Records from a data source

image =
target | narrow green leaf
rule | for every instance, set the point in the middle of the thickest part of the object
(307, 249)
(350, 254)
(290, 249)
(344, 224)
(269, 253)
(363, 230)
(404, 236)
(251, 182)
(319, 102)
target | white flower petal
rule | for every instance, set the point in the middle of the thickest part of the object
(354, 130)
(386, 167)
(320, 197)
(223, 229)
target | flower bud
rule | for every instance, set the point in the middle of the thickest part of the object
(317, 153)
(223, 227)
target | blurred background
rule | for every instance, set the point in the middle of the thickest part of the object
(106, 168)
--
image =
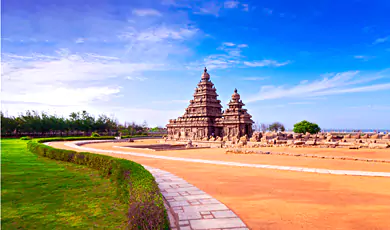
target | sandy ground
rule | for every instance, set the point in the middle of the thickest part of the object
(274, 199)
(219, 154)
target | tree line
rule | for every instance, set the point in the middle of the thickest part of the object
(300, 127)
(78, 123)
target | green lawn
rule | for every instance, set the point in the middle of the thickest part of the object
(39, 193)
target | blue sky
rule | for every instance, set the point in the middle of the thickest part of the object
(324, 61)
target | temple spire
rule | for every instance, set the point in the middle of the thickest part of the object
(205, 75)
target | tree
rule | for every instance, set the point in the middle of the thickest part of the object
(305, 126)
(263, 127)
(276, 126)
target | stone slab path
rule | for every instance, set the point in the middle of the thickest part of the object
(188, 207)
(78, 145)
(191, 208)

Work instructions:
Pull out each line of the entries above that contains the word "green".

Written answer:
target | narrow green leaf
target | green lawn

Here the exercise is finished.